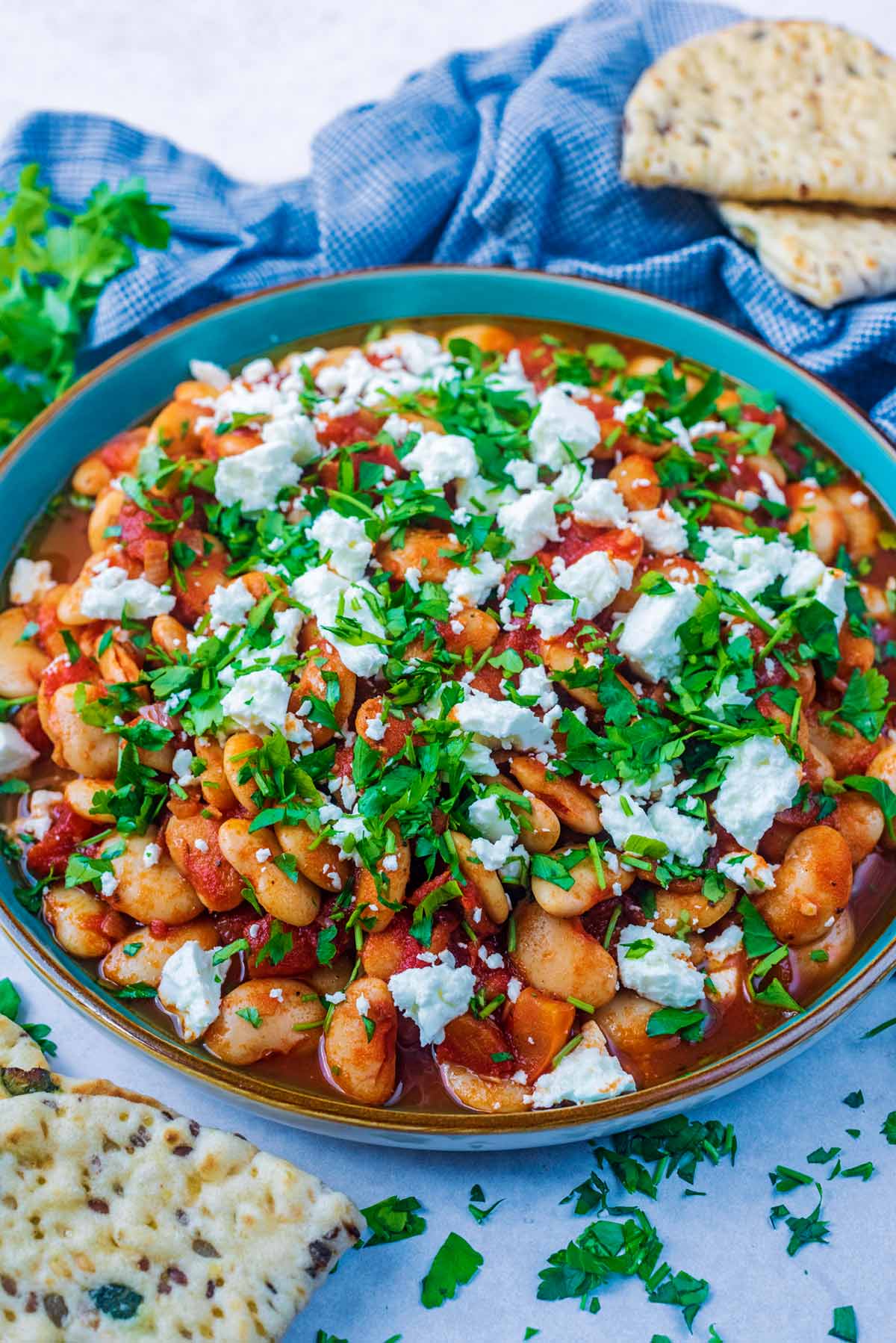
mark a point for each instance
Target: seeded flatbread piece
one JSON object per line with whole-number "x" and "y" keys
{"x": 768, "y": 112}
{"x": 824, "y": 254}
{"x": 125, "y": 1221}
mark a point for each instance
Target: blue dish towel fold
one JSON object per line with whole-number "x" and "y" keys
{"x": 500, "y": 158}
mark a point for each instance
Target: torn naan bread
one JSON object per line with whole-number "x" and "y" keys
{"x": 824, "y": 254}
{"x": 794, "y": 111}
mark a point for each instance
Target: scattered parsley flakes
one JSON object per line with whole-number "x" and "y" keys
{"x": 393, "y": 1220}
{"x": 845, "y": 1324}
{"x": 803, "y": 1230}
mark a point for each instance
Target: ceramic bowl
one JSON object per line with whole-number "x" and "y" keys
{"x": 128, "y": 387}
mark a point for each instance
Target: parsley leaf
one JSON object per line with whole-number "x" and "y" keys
{"x": 393, "y": 1220}
{"x": 454, "y": 1264}
{"x": 845, "y": 1324}
{"x": 677, "y": 1021}
{"x": 11, "y": 1005}
{"x": 54, "y": 265}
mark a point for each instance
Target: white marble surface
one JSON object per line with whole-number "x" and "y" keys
{"x": 249, "y": 85}
{"x": 249, "y": 82}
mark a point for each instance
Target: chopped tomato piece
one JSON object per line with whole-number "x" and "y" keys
{"x": 477, "y": 1043}
{"x": 67, "y": 831}
{"x": 539, "y": 1028}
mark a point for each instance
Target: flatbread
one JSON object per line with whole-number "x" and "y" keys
{"x": 124, "y": 1221}
{"x": 824, "y": 254}
{"x": 768, "y": 112}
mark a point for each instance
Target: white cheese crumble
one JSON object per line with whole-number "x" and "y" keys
{"x": 151, "y": 856}
{"x": 440, "y": 459}
{"x": 588, "y": 1073}
{"x": 472, "y": 583}
{"x": 15, "y": 752}
{"x": 258, "y": 700}
{"x": 747, "y": 871}
{"x": 662, "y": 973}
{"x": 662, "y": 530}
{"x": 503, "y": 722}
{"x": 649, "y": 641}
{"x": 40, "y": 819}
{"x": 191, "y": 987}
{"x": 561, "y": 429}
{"x": 343, "y": 543}
{"x": 601, "y": 504}
{"x": 726, "y": 944}
{"x": 111, "y": 594}
{"x": 727, "y": 696}
{"x": 528, "y": 523}
{"x": 761, "y": 779}
{"x": 432, "y": 997}
{"x": 230, "y": 604}
{"x": 30, "y": 579}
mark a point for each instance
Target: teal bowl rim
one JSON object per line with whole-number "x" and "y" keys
{"x": 813, "y": 400}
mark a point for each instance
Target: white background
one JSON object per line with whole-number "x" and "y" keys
{"x": 249, "y": 82}
{"x": 249, "y": 85}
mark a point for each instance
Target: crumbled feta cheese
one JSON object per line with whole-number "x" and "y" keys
{"x": 30, "y": 579}
{"x": 472, "y": 583}
{"x": 595, "y": 580}
{"x": 15, "y": 752}
{"x": 536, "y": 683}
{"x": 440, "y": 459}
{"x": 726, "y": 696}
{"x": 191, "y": 986}
{"x": 230, "y": 604}
{"x": 761, "y": 779}
{"x": 432, "y": 997}
{"x": 601, "y": 504}
{"x": 746, "y": 565}
{"x": 503, "y": 722}
{"x": 180, "y": 767}
{"x": 528, "y": 523}
{"x": 588, "y": 1073}
{"x": 254, "y": 478}
{"x": 151, "y": 856}
{"x": 747, "y": 871}
{"x": 375, "y": 730}
{"x": 662, "y": 530}
{"x": 40, "y": 819}
{"x": 726, "y": 944}
{"x": 111, "y": 594}
{"x": 561, "y": 429}
{"x": 662, "y": 973}
{"x": 343, "y": 543}
{"x": 523, "y": 473}
{"x": 770, "y": 486}
{"x": 685, "y": 837}
{"x": 258, "y": 700}
{"x": 649, "y": 639}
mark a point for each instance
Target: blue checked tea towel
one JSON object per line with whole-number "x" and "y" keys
{"x": 500, "y": 158}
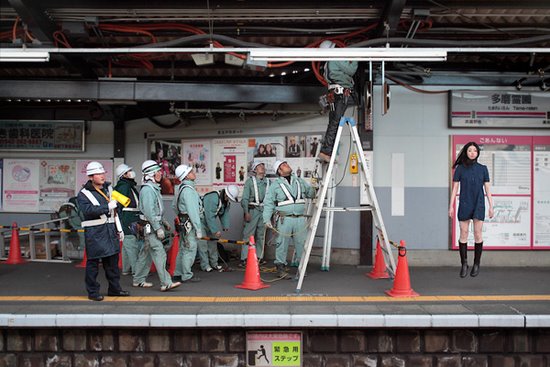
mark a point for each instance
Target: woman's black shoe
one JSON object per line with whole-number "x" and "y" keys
{"x": 464, "y": 270}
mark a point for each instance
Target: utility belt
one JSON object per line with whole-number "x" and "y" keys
{"x": 97, "y": 222}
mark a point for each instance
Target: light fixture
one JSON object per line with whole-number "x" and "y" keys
{"x": 23, "y": 55}
{"x": 348, "y": 53}
{"x": 203, "y": 59}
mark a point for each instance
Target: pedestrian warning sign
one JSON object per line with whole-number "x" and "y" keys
{"x": 275, "y": 348}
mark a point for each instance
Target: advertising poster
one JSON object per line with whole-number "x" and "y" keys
{"x": 82, "y": 178}
{"x": 541, "y": 194}
{"x": 20, "y": 185}
{"x": 167, "y": 154}
{"x": 230, "y": 161}
{"x": 57, "y": 183}
{"x": 196, "y": 153}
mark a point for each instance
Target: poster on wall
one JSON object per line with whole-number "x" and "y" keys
{"x": 57, "y": 183}
{"x": 520, "y": 184}
{"x": 482, "y": 109}
{"x": 196, "y": 153}
{"x": 167, "y": 154}
{"x": 230, "y": 161}
{"x": 82, "y": 178}
{"x": 20, "y": 186}
{"x": 541, "y": 191}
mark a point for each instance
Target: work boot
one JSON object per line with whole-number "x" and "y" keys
{"x": 477, "y": 259}
{"x": 281, "y": 271}
{"x": 463, "y": 250}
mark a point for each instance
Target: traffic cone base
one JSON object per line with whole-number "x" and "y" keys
{"x": 15, "y": 258}
{"x": 379, "y": 269}
{"x": 402, "y": 282}
{"x": 252, "y": 279}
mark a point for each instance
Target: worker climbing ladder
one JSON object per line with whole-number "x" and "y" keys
{"x": 324, "y": 203}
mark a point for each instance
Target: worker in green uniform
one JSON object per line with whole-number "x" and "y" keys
{"x": 255, "y": 188}
{"x": 286, "y": 200}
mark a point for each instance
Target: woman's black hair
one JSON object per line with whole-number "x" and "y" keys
{"x": 463, "y": 155}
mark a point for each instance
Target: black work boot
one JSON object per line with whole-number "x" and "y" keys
{"x": 477, "y": 259}
{"x": 463, "y": 250}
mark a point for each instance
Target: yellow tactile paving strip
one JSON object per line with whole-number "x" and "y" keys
{"x": 288, "y": 299}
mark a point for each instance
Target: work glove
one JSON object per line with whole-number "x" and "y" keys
{"x": 167, "y": 225}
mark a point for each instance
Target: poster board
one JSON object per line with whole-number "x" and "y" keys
{"x": 519, "y": 170}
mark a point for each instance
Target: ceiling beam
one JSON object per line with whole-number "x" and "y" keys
{"x": 121, "y": 92}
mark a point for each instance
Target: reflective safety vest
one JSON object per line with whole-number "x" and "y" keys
{"x": 102, "y": 218}
{"x": 289, "y": 198}
{"x": 256, "y": 201}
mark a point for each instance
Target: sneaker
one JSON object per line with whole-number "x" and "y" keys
{"x": 165, "y": 288}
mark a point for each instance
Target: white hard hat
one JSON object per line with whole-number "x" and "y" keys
{"x": 232, "y": 193}
{"x": 182, "y": 171}
{"x": 256, "y": 164}
{"x": 149, "y": 167}
{"x": 327, "y": 44}
{"x": 276, "y": 166}
{"x": 94, "y": 168}
{"x": 122, "y": 169}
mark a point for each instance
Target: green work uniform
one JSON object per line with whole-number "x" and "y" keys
{"x": 252, "y": 202}
{"x": 128, "y": 215}
{"x": 188, "y": 207}
{"x": 214, "y": 207}
{"x": 150, "y": 204}
{"x": 287, "y": 200}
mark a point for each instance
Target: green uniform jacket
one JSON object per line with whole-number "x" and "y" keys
{"x": 248, "y": 192}
{"x": 188, "y": 201}
{"x": 211, "y": 201}
{"x": 127, "y": 187}
{"x": 276, "y": 195}
{"x": 341, "y": 72}
{"x": 150, "y": 204}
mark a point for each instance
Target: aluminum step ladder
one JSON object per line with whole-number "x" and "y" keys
{"x": 324, "y": 203}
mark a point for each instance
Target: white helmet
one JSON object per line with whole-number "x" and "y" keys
{"x": 149, "y": 167}
{"x": 256, "y": 164}
{"x": 327, "y": 44}
{"x": 94, "y": 168}
{"x": 122, "y": 169}
{"x": 182, "y": 171}
{"x": 232, "y": 193}
{"x": 276, "y": 166}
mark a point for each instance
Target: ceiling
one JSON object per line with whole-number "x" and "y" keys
{"x": 285, "y": 23}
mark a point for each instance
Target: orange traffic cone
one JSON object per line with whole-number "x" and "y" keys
{"x": 15, "y": 257}
{"x": 120, "y": 256}
{"x": 83, "y": 262}
{"x": 379, "y": 268}
{"x": 402, "y": 281}
{"x": 252, "y": 279}
{"x": 173, "y": 254}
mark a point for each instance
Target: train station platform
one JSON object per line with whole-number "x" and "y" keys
{"x": 39, "y": 294}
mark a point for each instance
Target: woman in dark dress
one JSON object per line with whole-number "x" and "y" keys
{"x": 473, "y": 179}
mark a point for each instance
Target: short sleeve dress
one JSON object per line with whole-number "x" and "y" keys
{"x": 472, "y": 196}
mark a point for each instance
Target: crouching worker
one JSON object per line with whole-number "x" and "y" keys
{"x": 155, "y": 230}
{"x": 188, "y": 207}
{"x": 102, "y": 240}
{"x": 286, "y": 200}
{"x": 216, "y": 205}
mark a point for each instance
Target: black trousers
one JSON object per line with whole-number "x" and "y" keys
{"x": 334, "y": 116}
{"x": 112, "y": 273}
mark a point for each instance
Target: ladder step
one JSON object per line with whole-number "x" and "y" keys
{"x": 349, "y": 208}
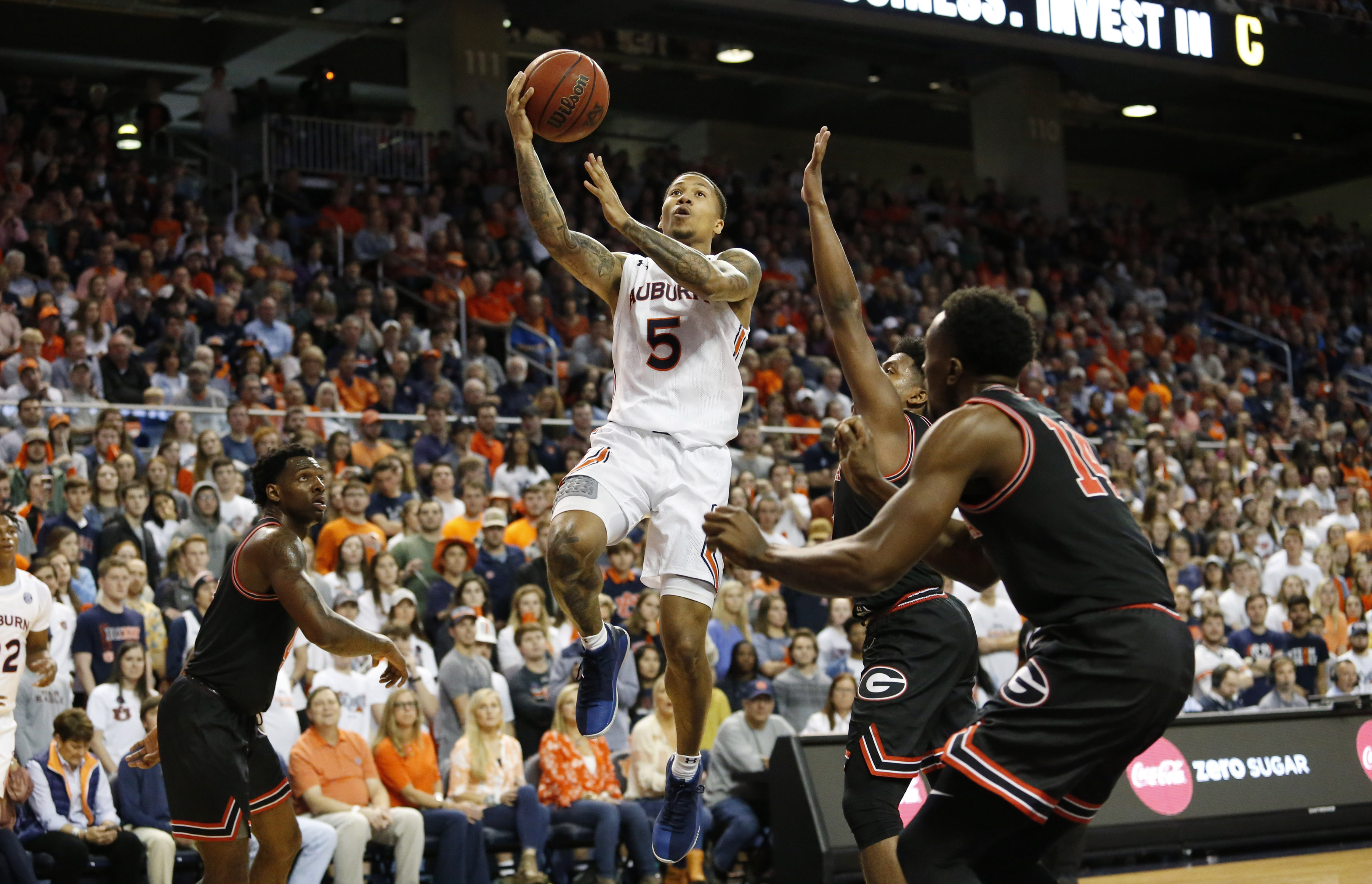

+ + + + +

PROBLEM DESCRIPTION: Which of the lines above contain the word "flatbread"? Copy each such line in full.

FULL OUTPUT:
Target: seeded flatbread piece
Target: flatbread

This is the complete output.